As a reminder, our weighted average shares outstanding are WASO numbers in prior quarters already included the then estimated impact of our 2023 convertible notes premium, if converted in stock. Fully diluted WASO of 35.7 million shares in 3Q 2023 decreased by 262,000 shares compared to 35.9 million shares in 3Q of 2022. We remain steadfast in our commitment to attract talented professionals. Billable headcount increased by 467 professionals or 7.8%, and non-billable headcount increased by 104 professionals or 6.9% compared to the prior year quarter. Sequentially, billable headcount increased by 247 professionals or 4%, which included 316 new joiners from university campuses. Our largest class ever. Non-billable headcount decreased by 11 professionals or 0.7%.
Now, I’ll share some insights at the segment level. In Corporate Finance and Restructuring, revenues of $347.6 million increased 23.2% compared to the prior year quarter. The increase in revenues was primarily due to higher realized bill rates and demand for restructuring and business transformation and strategy services, as well as an increase in success fees. Adjusted segment EBITDA of $68.1 million or 19.6% of segment revenues compared to $53.5 million or 19% of segment revenues in the prior year quarter. The year-over-year increase was due to higher revenues, which was partially offset by higher compensation, including the impact of a 9.8% increase in billable headcount and higher SG&A expenses. Restructuring represented 46% of segment revenues.
Business transformation and strategy represented 33% of segment revenues and transactions represented 22% of segment revenues this quarter. This compares to 41% for restructuring, 33% for business transformation and strategy and 26% of segment revenues for transactions in 3Q of 2022. On a sequential basis, revenues increased $29.6 million or 9.3%, primarily due to higher demand for business transformation and strategy and restructuring services, which was partially offset by a decline in demand for transaction services. Restructuring revenues grew 6%. Business transformation and strategy revenues grew 26% and transactions revenues declined 2%, compared to 2Q of 2023. Adjusted segment EBITDA increased $22.6 million compared to 2Q of 2023. Industries where we have been helping clients with restructuring, where we saw sequential increases in revenues include energy, utilities, health care, retail, real estate, and technology, among others.
....
## [TASK REQUIREMENTS]
(1) Name every industry that the earnings call excerpt lists as showing sequential revenue increases from restructuring work.
(2) From the earnings call excerpt, reproduce word for word the stretch from "Now, I’ll share" through "of segment revenues.".

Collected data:
....
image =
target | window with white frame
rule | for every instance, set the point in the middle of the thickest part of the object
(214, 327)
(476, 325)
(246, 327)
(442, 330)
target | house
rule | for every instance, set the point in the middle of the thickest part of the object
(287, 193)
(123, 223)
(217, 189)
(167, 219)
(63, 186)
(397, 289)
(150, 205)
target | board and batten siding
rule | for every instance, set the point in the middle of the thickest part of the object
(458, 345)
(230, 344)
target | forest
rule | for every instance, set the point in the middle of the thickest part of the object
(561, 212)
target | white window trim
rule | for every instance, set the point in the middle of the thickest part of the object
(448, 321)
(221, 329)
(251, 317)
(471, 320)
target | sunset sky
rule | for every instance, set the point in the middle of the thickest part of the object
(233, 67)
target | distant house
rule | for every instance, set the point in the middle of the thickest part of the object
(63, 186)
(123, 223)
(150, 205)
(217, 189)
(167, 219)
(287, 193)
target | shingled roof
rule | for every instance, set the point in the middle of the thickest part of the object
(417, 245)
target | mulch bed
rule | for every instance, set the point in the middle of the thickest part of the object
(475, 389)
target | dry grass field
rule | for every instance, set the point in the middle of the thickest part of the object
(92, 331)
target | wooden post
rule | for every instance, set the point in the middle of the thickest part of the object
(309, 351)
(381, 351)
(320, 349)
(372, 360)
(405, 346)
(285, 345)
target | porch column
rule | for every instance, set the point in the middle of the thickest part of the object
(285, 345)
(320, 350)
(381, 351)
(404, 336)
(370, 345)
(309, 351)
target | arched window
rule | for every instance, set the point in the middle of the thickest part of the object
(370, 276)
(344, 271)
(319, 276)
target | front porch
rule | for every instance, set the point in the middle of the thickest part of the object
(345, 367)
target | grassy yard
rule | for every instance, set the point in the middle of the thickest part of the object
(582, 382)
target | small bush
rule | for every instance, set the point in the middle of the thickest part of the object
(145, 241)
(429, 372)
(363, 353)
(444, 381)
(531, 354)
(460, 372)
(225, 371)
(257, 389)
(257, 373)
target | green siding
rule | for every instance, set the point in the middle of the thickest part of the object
....
## [ANSWERS BY TASK]
(1) Energy, utilities, health care, retail, real estate, technology

(2)
Now, I’ll share some insights at the segment level. In Corporate Finance and Restructuring, revenues of $347.6 million increased 23.2% compared to the prior year quarter. The increase in revenues was primarily due to higher realized bill rates and demand for restructuring and business transformation and strategy services, as well as an increase in success fees. Adjusted segment EBITDA of $68.1 million or 19.6% of segment revenues compared to $53.5 million or 19% of segment revenues in the prior year quarter. The year-over-year increase was due to higher revenues, which was partially offset by higher compensation, including the impact of a 9.8% increase in billable headcount and higher SG&A expenses. Restructuring represented 46% of segment revenues.